**課題:** 乾燥肌についての文章のうち、「ところが、加齢などにより、こ」という語句を含む箇所から始め、「こす要因になってしまうのだ。」まで来たらそこで止めて、その範囲を一字も変えずに書き写せ。

**与えられた文章:**
昨年末からの寒波により大雪に覆われる日本海側に対し、太平洋側では連日、乾燥する日が続いているが、冬はただでさえ肌がかさつく季節。この乾燥により今年は例年以上にアレルギー疾患やアトピーの発症も急増。体のあちこちにかゆみを訴える人が多いと聞く。
皮膚というのは外側から表皮、真皮、皮下組織に分かれ、表皮の厚さはおおよそ0.2mm 程度。一番外側には角質細胞が積み重る「角層」があり、角質細胞の隙間を埋めているのが「セラミド」とよばれる脂質だ。つまり、このセラミドが角質どうしを接着する役割のほか、肌に潤いを与えるためも水をためる役割を担っている。
ところが、加齢などにより、このセラミドをつくる力が低下し、セラミドの量が減少すると結果、角層の構造に問題が生じる。角層は外界の刺激から体を守ると同時に、体内の水分が外に漏れ出るのを防ぐバリアの働きをしているため、バリア機能が低下。さらに、特に冬場は空気の乾燥や冷たい風によって水分が蒸発しやすくなるため、想像以上に皮膚から水分が失われ、カサカサの乾燥肌を作り出し、かゆみを引き起こす要因になってしまうのだ。
通常、かゆみの原因として挙げられるのは、虫刺されやかぶれ、アトピー性皮膚炎、じんましんなど、皮膚が赤く腫れるといった皮膚トラブルが原因で起こるタイプのかゆみだ。

[元データ]
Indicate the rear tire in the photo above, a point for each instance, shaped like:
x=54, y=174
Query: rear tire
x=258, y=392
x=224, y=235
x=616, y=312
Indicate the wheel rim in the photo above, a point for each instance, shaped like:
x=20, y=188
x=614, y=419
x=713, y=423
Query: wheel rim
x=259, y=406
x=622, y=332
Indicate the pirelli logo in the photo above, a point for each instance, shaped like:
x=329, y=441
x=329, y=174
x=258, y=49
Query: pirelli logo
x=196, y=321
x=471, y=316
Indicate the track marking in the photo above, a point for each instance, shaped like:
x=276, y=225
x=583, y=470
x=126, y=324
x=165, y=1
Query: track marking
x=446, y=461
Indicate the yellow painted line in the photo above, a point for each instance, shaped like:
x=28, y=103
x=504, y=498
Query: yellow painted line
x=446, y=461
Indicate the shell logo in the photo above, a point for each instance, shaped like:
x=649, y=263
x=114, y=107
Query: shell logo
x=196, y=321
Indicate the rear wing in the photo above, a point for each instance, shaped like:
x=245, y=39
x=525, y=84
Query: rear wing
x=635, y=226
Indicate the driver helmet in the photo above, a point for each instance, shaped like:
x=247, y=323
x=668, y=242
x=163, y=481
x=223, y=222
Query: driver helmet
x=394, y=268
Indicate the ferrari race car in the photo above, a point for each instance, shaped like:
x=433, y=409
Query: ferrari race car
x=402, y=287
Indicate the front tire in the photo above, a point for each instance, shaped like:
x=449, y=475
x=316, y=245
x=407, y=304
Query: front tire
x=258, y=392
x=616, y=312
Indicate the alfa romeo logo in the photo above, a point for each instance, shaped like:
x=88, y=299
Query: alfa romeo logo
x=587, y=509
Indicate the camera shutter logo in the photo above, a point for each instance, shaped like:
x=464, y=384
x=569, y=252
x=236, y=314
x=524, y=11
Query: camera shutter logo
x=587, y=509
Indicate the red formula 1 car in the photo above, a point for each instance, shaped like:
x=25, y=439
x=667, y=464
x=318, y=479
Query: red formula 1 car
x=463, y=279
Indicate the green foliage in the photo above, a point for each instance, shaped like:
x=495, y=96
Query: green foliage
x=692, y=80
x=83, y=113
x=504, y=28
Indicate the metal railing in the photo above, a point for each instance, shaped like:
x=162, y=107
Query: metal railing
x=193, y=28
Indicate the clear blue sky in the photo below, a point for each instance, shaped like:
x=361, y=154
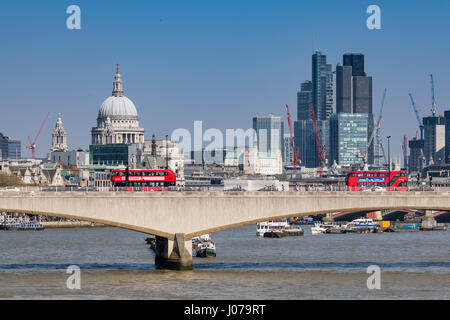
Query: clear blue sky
x=222, y=62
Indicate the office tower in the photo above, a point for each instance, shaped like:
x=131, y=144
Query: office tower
x=304, y=97
x=321, y=77
x=349, y=135
x=447, y=136
x=9, y=149
x=362, y=94
x=288, y=151
x=305, y=140
x=344, y=89
x=356, y=61
x=415, y=155
x=354, y=87
x=434, y=139
x=270, y=133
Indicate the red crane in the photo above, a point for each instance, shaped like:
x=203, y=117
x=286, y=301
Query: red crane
x=320, y=150
x=405, y=151
x=295, y=150
x=32, y=145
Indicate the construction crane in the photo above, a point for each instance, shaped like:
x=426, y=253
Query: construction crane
x=32, y=145
x=320, y=149
x=405, y=151
x=433, y=101
x=295, y=150
x=416, y=111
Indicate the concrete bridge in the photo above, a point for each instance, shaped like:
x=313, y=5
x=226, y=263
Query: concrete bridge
x=176, y=217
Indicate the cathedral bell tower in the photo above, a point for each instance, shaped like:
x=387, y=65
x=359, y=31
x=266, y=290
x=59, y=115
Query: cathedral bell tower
x=59, y=141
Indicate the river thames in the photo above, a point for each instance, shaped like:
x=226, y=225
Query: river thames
x=118, y=264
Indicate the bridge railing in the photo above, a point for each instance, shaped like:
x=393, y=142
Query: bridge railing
x=206, y=189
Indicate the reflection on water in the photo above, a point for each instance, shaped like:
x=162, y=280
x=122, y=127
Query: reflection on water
x=117, y=264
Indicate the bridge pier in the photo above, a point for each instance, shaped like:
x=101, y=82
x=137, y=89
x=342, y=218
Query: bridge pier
x=174, y=254
x=328, y=217
x=428, y=221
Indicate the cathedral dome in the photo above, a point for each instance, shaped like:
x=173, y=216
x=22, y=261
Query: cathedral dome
x=118, y=107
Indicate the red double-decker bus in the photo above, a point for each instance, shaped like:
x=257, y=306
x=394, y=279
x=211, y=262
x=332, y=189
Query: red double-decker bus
x=143, y=180
x=377, y=181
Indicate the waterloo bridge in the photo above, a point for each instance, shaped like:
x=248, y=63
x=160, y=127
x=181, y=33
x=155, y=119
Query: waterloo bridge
x=176, y=217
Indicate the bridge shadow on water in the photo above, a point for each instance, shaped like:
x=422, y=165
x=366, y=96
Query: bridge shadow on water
x=233, y=266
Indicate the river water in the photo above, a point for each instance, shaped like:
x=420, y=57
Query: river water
x=117, y=264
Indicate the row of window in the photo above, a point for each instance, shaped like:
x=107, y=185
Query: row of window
x=376, y=174
x=141, y=174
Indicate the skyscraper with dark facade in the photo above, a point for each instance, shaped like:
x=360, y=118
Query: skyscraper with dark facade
x=344, y=89
x=354, y=87
x=9, y=149
x=353, y=97
x=321, y=77
x=356, y=61
x=304, y=97
x=447, y=136
x=270, y=133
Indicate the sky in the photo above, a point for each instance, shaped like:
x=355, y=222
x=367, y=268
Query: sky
x=221, y=62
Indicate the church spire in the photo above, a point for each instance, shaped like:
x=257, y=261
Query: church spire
x=117, y=84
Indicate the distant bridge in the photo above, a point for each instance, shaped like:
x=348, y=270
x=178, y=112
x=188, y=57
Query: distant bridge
x=176, y=217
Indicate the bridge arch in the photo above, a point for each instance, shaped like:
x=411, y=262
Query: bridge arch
x=195, y=213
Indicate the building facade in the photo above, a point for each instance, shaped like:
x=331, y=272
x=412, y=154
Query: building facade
x=9, y=149
x=353, y=87
x=305, y=140
x=434, y=139
x=270, y=133
x=117, y=120
x=447, y=136
x=415, y=163
x=349, y=135
x=59, y=137
x=304, y=97
x=321, y=84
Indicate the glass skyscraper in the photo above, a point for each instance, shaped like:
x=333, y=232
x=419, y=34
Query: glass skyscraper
x=349, y=133
x=270, y=133
x=9, y=149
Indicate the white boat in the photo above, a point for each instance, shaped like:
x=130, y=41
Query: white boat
x=268, y=226
x=203, y=247
x=206, y=250
x=363, y=222
x=325, y=227
x=318, y=229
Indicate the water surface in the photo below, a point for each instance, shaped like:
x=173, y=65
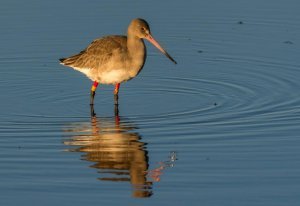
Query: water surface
x=219, y=128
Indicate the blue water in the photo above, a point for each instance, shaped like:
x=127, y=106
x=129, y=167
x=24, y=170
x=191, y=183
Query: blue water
x=219, y=128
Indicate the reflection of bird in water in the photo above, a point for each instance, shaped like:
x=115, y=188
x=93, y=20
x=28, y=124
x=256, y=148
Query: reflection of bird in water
x=117, y=151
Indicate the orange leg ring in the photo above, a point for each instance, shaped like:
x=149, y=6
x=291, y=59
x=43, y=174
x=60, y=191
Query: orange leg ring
x=117, y=87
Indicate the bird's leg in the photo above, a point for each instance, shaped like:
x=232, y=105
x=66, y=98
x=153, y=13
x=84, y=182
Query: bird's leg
x=93, y=114
x=93, y=92
x=116, y=93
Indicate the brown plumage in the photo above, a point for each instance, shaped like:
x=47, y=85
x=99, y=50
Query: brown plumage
x=115, y=59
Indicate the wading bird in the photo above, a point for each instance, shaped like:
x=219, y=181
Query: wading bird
x=115, y=59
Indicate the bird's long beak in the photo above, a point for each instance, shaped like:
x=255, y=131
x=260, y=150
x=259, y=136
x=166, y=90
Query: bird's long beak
x=156, y=44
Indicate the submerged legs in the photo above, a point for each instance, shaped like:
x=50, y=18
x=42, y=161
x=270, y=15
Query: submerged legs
x=93, y=92
x=116, y=93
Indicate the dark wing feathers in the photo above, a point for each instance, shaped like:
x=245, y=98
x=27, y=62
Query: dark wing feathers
x=97, y=53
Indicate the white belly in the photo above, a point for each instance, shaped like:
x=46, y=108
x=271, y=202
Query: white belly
x=114, y=76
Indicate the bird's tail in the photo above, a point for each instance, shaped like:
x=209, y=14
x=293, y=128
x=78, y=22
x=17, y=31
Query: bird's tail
x=69, y=61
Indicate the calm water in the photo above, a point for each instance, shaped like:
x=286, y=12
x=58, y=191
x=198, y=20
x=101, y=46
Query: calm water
x=219, y=128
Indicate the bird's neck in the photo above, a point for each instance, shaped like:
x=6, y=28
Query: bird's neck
x=136, y=50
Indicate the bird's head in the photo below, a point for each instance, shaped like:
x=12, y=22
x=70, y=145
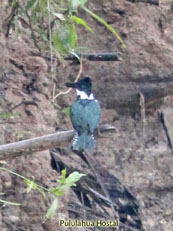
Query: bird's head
x=82, y=86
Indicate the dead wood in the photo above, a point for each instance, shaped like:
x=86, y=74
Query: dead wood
x=153, y=2
x=41, y=143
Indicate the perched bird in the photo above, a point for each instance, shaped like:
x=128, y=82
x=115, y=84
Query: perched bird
x=84, y=114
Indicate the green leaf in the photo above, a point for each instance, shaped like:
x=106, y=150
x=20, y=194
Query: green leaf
x=64, y=38
x=104, y=23
x=42, y=5
x=74, y=4
x=51, y=211
x=30, y=185
x=9, y=203
x=59, y=16
x=63, y=176
x=58, y=191
x=82, y=22
x=42, y=193
x=31, y=4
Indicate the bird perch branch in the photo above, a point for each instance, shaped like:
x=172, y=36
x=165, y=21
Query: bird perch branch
x=41, y=143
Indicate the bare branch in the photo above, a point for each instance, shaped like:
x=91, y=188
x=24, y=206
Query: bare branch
x=38, y=144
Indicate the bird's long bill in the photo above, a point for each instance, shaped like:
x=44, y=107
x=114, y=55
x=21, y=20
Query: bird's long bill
x=72, y=85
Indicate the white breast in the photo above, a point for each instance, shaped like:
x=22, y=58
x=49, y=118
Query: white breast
x=83, y=95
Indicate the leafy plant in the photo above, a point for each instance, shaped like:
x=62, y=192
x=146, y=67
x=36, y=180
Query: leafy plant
x=56, y=21
x=63, y=184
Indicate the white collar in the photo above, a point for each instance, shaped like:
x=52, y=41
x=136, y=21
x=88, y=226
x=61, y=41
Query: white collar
x=83, y=95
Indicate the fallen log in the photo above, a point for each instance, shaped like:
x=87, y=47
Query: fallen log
x=41, y=143
x=108, y=56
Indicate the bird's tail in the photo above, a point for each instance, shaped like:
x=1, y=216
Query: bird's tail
x=83, y=141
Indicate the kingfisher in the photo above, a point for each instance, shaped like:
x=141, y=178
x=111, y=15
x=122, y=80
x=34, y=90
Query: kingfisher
x=84, y=115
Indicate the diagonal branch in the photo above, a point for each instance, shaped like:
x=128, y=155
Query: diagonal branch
x=41, y=143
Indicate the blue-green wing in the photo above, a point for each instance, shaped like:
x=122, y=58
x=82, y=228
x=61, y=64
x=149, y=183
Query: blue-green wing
x=85, y=115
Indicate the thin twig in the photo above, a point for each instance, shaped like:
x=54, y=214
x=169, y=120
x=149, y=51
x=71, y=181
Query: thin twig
x=50, y=37
x=143, y=117
x=77, y=77
x=87, y=156
x=12, y=15
x=32, y=32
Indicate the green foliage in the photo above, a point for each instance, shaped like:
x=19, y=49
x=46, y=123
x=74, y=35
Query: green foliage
x=66, y=183
x=30, y=185
x=52, y=209
x=64, y=38
x=54, y=22
x=63, y=184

**結果:**
ところが、加齢などにより、このセラミドをつくる力が低下し、セラミドの量が減少すると結果、角層の構造に問題が生じる。角層は外界の刺激から体を守ると同時に、体内の水分が外に漏れ出るのを防ぐバリアの働きをしているため、バリア機能が低下。さらに、特に冬場は空気の乾燥や冷たい風によって水分が蒸発しやすくなるため、想像以上に皮膚から水分が失われ、カサカサの乾燥肌を作り出し、かゆみを引き起こす要因になってしまうのだ。